> SET EXERCISE
Write out every line of the data below with each coordinate shifted by 47, adding 47 to both numbers in every pair. Omit the pictures.

(Excerpts of pointing data)
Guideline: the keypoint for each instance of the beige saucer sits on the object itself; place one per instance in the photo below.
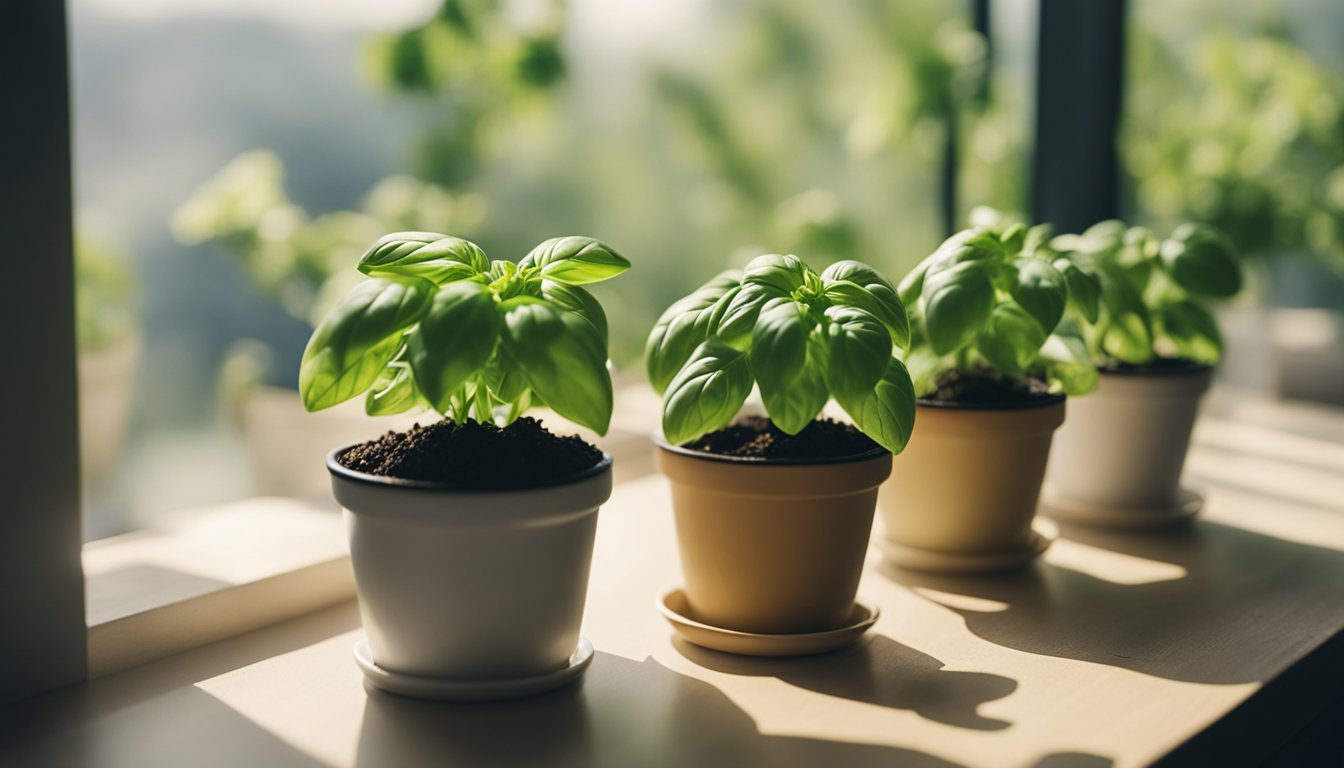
(930, 561)
(1130, 518)
(674, 608)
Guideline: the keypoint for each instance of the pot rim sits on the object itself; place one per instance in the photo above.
(876, 452)
(339, 470)
(1043, 401)
(1188, 370)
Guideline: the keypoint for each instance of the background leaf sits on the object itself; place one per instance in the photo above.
(957, 304)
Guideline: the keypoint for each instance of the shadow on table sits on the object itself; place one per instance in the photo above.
(879, 671)
(156, 716)
(622, 713)
(1245, 604)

> EXERCISE OUTPUT
Guideline: the keypoint for each instance of the beige saucer sits on the object itself; place one per instance in the photo below.
(977, 608)
(1177, 565)
(721, 655)
Guideline: the keypoint for each instance of the pot rim sits on the object itself; place one per instance in the photo above.
(923, 499)
(386, 517)
(1090, 448)
(1235, 417)
Guideline: the keypoint for each instance of the background leaf sits on the object itself; place one per instance in the photo above.
(1004, 351)
Guideline: the keypoint for each instance of the shadow on table sits on the object itself; place one per instance in the photo above.
(926, 718)
(203, 763)
(669, 760)
(1292, 651)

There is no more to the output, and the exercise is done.